Look through the data below for the string "player", and copy every line where it turns up.

##### Dataset content

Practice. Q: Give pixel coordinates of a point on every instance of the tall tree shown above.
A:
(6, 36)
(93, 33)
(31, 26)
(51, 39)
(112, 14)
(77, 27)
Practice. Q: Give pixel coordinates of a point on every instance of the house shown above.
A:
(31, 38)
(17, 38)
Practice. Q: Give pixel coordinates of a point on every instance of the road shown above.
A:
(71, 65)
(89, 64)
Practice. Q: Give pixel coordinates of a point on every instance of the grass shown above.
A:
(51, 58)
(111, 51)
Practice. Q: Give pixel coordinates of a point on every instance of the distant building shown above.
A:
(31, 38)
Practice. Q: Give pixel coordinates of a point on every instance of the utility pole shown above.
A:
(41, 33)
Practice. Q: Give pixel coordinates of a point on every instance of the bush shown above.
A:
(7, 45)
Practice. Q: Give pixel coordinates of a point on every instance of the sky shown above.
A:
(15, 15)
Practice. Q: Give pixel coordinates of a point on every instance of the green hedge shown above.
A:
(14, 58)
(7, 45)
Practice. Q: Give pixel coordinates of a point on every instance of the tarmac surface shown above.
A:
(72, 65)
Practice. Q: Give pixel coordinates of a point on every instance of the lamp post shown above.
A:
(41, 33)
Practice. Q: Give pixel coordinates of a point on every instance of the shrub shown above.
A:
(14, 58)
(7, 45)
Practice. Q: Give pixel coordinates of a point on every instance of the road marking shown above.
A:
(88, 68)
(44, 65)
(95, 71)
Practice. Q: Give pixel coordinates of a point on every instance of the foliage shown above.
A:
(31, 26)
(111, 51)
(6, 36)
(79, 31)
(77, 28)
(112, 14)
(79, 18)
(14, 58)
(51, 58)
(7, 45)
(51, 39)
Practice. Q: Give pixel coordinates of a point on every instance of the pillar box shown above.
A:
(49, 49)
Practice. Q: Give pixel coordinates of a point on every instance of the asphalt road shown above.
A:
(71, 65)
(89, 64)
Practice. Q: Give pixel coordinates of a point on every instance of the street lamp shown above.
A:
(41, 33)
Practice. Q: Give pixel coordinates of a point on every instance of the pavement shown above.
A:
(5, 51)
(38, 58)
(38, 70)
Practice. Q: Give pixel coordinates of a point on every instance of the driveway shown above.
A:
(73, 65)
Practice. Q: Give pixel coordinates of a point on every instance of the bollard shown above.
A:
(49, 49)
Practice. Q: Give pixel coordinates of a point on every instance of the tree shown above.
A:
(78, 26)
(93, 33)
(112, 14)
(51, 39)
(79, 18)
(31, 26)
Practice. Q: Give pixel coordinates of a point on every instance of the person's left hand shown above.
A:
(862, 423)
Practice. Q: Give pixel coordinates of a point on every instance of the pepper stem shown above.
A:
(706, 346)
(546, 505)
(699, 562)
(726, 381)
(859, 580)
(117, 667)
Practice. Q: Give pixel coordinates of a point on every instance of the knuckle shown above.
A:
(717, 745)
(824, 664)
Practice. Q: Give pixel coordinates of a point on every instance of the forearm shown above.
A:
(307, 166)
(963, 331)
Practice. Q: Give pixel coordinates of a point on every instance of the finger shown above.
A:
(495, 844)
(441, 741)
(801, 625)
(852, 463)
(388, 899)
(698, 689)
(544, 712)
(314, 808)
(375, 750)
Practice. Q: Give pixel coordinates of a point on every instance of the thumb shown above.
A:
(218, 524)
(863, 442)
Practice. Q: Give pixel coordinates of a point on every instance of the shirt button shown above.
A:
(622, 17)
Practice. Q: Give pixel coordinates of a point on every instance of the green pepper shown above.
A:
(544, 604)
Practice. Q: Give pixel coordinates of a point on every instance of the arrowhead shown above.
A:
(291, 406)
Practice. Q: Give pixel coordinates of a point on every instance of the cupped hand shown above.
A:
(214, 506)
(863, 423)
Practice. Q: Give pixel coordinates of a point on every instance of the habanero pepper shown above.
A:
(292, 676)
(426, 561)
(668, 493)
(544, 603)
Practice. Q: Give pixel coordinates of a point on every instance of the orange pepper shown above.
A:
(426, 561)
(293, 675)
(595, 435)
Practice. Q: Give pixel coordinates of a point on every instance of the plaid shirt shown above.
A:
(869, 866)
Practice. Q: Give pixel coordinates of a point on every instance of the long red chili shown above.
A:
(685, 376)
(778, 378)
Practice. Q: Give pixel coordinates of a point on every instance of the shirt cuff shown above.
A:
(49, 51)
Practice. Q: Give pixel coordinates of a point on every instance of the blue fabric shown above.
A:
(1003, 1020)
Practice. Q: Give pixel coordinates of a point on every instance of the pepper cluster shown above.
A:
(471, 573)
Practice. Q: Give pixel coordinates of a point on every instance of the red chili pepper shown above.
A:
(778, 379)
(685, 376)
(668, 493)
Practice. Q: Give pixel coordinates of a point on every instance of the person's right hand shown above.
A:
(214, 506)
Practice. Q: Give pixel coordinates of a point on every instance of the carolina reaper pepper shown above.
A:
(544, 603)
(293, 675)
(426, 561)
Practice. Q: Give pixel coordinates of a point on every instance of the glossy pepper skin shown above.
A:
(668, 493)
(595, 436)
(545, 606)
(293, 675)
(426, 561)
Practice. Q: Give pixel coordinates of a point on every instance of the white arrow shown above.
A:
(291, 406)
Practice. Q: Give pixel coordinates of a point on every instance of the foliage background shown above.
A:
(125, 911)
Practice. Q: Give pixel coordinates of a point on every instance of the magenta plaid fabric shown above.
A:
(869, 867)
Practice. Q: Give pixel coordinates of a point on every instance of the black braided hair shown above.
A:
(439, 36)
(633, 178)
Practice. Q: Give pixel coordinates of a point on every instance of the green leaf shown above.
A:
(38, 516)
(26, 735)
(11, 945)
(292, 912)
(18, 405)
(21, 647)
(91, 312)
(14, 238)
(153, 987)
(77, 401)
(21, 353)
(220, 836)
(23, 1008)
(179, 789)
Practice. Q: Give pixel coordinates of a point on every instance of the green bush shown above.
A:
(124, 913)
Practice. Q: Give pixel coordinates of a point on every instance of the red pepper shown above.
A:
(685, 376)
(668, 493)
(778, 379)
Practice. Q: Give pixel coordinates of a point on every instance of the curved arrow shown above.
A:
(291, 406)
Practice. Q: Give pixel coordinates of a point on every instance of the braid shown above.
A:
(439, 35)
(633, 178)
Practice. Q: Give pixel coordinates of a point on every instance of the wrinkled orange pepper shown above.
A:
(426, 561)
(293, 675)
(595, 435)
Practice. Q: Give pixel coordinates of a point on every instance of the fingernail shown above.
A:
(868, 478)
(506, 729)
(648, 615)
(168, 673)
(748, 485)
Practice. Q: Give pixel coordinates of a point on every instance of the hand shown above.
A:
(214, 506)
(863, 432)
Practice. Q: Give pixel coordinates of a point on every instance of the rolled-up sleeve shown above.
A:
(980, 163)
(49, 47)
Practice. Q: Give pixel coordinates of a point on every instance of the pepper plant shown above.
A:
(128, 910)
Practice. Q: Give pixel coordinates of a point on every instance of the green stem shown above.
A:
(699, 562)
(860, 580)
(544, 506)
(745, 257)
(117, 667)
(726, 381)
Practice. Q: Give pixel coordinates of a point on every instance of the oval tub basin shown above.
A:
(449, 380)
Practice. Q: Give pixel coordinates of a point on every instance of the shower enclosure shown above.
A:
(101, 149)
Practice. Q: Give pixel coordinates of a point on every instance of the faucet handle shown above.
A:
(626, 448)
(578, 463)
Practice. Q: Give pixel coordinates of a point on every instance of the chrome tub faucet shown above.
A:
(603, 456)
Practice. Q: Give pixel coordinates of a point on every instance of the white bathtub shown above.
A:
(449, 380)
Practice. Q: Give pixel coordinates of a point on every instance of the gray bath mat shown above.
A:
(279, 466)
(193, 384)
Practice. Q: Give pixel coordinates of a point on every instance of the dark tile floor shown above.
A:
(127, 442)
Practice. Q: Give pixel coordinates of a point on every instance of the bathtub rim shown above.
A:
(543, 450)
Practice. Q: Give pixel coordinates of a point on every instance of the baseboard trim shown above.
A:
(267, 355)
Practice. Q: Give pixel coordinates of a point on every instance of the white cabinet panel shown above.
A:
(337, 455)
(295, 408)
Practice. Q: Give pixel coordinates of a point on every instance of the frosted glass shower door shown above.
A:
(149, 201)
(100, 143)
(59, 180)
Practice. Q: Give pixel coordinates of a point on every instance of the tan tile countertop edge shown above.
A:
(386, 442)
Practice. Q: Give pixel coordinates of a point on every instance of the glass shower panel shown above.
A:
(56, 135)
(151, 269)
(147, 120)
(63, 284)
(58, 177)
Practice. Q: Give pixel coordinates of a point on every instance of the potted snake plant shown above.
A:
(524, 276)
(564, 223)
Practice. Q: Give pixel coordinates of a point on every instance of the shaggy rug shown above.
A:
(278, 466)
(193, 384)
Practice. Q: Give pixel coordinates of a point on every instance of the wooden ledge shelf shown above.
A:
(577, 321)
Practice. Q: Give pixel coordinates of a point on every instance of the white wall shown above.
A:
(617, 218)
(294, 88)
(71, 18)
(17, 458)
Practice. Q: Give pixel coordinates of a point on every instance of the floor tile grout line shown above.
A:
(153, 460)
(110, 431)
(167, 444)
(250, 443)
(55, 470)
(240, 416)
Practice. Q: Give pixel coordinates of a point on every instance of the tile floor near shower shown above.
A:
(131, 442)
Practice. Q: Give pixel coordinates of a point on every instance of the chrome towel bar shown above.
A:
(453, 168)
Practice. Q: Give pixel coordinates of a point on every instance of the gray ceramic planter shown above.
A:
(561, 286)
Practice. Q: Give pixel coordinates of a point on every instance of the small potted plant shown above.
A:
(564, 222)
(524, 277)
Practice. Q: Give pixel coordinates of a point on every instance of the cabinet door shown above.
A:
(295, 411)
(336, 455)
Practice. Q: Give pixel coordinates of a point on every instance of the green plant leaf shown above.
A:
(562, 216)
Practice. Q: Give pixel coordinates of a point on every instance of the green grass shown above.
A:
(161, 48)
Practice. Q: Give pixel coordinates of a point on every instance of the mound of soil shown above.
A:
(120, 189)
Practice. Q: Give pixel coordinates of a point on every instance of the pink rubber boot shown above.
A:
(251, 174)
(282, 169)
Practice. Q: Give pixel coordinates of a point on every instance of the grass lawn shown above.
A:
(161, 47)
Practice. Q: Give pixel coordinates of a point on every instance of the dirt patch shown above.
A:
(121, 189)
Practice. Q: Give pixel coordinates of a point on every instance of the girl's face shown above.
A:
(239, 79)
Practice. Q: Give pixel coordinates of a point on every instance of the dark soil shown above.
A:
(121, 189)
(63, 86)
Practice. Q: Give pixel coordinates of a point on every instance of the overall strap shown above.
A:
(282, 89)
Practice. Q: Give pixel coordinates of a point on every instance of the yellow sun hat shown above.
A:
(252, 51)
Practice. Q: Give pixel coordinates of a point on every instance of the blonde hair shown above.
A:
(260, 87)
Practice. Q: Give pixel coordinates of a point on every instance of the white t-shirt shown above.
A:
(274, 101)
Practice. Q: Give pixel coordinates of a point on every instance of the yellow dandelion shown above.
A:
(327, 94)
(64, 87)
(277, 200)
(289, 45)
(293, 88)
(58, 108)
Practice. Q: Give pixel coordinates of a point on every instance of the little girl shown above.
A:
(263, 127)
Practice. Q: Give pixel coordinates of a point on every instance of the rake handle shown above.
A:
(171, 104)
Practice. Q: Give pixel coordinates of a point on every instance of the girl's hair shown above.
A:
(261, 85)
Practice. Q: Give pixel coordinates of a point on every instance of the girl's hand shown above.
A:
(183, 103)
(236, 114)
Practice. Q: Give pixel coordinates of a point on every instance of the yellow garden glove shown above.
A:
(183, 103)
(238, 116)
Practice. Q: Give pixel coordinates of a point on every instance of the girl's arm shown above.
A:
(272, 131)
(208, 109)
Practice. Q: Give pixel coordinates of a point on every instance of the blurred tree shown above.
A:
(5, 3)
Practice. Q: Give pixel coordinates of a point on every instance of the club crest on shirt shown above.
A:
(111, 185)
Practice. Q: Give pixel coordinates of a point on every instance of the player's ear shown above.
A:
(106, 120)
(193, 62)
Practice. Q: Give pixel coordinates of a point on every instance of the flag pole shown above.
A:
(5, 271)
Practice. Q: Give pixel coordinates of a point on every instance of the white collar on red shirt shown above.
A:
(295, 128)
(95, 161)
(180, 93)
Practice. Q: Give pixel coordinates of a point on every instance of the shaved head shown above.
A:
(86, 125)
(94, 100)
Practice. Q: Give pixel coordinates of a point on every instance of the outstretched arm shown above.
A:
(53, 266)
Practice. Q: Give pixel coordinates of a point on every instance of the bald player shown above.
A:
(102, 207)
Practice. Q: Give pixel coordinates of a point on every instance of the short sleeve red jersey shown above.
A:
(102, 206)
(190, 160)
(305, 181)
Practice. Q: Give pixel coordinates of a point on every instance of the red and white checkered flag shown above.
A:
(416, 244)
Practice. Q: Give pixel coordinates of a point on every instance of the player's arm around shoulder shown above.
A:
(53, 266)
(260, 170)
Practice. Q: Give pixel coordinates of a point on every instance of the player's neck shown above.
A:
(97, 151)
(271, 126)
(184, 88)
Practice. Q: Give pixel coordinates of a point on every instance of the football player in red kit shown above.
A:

##########

[Task output]
Practice. Q: Give pixel coordinates of a point on every instance of the player's ear shown above.
Practice. Q: Give pixel coordinates of a point on every instance of the bald player shown above.
Practice. Q: Give pixel coordinates of a point on every instance of the player's arm around shoulder shown above.
Practice. Q: Give pixel coordinates of a point on every instance of the player's neck shown above.
Practice. Q: Give pixel coordinates of a point on every instance of the football player in red kit shown above.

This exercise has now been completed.